§ **PASSAGE FOR REVIEW**:
- - - - -
Common causes

Think about the symptoms that Sadie has and what type of headache she is likely to have.

3 points when assessing headache;

  1. Is this a red flag.
  2. Does this need urgent investigations?
  3. Can this be dealt with in Primary Care?

History taking – things to think about.

Q Why is Sadie consulting now?

A. Her father’s best friend has just died from a brain tumour.

Q What concerns does Sadie have about this headache?

A. Although an underlying brain tumour is rare, it is invariably a concern for both patient and practitioner.

Q How many types of headache does Sadie have?   

A. Often people will present with a number of different types. If one type is migraine, the others are likely to be part of a migraine spectrum.

Q Is the headache progressive? 

A. A worsening headache can mean that there is something to be concerned about.

Q Ask Sadie about how this affects her day to day life?

A. She is missing social events and having to have time off work.

Q Is there a family history?

A. Migraines can run in families.
- - - - -
§ **SOURCE MATERIAL**:

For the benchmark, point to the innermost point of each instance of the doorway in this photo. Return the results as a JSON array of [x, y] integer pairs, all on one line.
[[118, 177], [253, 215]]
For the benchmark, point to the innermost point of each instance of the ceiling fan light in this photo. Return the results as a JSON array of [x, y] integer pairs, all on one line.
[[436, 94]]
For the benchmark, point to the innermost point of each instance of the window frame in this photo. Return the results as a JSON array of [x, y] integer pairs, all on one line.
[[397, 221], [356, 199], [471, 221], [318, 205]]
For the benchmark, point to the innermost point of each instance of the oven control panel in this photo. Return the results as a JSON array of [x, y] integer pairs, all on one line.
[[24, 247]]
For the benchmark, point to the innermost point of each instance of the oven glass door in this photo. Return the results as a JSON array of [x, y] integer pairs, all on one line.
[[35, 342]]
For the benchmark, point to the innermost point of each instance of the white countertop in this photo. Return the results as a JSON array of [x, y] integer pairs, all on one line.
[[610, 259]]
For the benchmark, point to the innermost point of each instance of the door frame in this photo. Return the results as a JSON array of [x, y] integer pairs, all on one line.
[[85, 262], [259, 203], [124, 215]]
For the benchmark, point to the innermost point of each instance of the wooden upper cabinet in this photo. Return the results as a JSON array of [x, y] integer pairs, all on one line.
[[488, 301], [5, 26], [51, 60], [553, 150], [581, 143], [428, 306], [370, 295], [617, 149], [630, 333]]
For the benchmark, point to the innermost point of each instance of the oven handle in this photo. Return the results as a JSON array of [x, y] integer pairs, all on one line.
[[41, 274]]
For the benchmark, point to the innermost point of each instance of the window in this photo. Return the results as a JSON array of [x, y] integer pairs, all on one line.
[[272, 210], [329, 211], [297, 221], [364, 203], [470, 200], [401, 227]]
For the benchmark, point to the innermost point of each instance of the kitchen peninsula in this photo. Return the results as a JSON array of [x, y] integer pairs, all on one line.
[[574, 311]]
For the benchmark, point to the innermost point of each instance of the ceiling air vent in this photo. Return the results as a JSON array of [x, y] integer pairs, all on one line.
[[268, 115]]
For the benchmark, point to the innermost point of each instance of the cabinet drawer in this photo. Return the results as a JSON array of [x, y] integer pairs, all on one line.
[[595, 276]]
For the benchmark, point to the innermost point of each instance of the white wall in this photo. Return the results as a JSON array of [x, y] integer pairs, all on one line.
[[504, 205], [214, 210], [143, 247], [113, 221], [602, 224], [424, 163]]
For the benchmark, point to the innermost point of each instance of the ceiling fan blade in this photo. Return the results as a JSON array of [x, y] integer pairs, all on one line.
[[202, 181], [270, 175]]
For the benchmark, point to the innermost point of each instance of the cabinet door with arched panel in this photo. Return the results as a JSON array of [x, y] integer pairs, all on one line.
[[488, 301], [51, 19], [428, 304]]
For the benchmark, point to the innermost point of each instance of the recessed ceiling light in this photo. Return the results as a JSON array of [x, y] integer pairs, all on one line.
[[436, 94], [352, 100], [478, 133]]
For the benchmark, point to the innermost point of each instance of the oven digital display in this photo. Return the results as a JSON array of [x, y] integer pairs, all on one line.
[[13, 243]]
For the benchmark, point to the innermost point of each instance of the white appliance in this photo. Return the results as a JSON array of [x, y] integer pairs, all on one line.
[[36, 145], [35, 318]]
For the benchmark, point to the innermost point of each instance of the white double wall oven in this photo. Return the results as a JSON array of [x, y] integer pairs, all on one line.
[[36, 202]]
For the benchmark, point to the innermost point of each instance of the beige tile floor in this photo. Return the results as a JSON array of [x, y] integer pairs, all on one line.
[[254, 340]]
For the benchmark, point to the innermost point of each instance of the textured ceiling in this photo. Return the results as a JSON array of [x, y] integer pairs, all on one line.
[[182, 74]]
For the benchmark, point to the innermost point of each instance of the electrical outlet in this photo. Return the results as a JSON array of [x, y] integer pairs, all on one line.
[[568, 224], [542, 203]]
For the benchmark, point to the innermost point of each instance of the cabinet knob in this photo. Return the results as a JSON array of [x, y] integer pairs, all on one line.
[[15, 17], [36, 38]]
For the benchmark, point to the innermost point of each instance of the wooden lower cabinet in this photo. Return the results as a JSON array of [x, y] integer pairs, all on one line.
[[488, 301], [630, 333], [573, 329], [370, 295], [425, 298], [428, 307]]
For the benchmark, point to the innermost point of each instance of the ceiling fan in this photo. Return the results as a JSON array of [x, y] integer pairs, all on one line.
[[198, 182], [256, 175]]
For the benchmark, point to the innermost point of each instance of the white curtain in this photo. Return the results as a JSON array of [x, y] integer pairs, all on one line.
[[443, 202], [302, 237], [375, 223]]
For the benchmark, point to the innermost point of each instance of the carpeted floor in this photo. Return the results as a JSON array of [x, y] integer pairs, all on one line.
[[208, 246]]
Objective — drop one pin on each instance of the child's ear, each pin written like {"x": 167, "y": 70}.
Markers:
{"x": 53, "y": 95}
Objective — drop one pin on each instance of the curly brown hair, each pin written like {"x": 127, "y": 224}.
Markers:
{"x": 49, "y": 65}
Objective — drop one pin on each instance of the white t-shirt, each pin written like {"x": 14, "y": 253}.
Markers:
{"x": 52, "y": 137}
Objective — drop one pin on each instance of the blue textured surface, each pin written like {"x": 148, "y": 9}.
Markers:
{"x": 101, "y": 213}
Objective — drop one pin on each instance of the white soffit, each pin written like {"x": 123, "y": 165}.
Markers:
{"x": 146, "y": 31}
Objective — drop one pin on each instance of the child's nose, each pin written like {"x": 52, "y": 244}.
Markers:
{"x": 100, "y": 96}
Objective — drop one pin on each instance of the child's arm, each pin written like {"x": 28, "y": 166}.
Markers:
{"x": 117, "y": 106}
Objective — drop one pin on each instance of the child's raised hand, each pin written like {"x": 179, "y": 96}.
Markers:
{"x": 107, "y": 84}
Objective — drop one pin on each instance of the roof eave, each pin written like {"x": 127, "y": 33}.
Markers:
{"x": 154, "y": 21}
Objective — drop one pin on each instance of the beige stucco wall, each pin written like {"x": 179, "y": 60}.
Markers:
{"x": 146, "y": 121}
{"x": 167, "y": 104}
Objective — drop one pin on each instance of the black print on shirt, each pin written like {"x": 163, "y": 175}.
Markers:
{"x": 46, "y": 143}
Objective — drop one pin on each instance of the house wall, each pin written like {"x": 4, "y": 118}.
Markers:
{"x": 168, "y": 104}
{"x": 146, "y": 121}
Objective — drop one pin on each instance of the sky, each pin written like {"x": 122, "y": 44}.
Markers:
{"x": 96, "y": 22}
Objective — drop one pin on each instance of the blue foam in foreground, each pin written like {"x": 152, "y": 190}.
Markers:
- - - - -
§ **TASK TO COMPLETE**: Repeat word for word the section of the headache notes starting at "History taking –" and ending at "a migraine spectrum.".

§ **WRITTEN ANSWER**:
History taking – things to think about.

Q Why is Sadie consulting now?

A. Her father’s best friend has just died from a brain tumour.

Q What concerns does Sadie have about this headache?

A. Although an underlying brain tumour is rare, it is invariably a concern for both patient and practitioner.

Q How many types of headache does Sadie have?   

A. Often people will present with a number of different types. If one type is migraine, the others are likely to be part of a migraine spectrum.